→ **Work required**:
From the data below, extract every line that contains the string "light" and copy each such line in full. The match is case-sensitive.

--------------------------------

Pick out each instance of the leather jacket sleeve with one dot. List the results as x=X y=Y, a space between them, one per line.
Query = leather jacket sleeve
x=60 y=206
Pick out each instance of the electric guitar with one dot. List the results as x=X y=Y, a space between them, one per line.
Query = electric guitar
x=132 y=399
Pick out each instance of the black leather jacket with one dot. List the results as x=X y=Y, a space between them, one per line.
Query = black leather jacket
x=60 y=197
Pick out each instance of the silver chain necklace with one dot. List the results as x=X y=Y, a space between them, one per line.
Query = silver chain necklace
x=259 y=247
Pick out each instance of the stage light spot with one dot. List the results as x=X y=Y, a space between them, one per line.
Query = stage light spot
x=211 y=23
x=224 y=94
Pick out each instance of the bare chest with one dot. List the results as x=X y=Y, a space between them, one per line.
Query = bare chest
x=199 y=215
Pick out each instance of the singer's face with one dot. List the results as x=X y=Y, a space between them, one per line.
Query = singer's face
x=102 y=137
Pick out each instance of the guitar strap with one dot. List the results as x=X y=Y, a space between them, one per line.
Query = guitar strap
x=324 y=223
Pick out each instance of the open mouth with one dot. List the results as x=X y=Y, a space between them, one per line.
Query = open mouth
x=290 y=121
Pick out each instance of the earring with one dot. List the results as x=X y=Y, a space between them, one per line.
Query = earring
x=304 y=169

--------------------------------

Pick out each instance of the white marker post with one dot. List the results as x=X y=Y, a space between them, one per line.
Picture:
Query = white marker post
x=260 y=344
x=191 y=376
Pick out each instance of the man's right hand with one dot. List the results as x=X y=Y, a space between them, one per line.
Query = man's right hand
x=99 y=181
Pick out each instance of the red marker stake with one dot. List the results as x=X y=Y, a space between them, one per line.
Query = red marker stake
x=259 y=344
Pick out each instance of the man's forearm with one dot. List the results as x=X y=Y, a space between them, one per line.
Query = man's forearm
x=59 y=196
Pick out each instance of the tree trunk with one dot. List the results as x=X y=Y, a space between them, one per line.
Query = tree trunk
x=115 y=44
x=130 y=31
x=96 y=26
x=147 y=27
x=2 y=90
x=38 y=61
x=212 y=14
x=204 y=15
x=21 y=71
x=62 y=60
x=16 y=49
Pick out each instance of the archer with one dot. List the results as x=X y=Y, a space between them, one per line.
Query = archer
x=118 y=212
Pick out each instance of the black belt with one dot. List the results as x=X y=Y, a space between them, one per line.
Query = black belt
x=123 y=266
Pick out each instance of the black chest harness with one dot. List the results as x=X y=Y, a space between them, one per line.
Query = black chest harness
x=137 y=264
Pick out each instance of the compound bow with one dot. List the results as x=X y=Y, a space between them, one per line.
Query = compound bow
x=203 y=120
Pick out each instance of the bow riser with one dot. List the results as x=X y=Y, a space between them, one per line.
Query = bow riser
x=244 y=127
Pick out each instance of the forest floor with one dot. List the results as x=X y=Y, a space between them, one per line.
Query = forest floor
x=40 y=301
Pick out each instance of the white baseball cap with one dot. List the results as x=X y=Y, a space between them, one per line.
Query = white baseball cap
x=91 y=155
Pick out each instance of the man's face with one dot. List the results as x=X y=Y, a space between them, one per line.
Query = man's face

--------------------------------

→ **Answer to the problem**:
Pick out each instance of the stage light spot with one dot. List the results as x=X y=Y, a space between them, one per line.
Query = stage light spot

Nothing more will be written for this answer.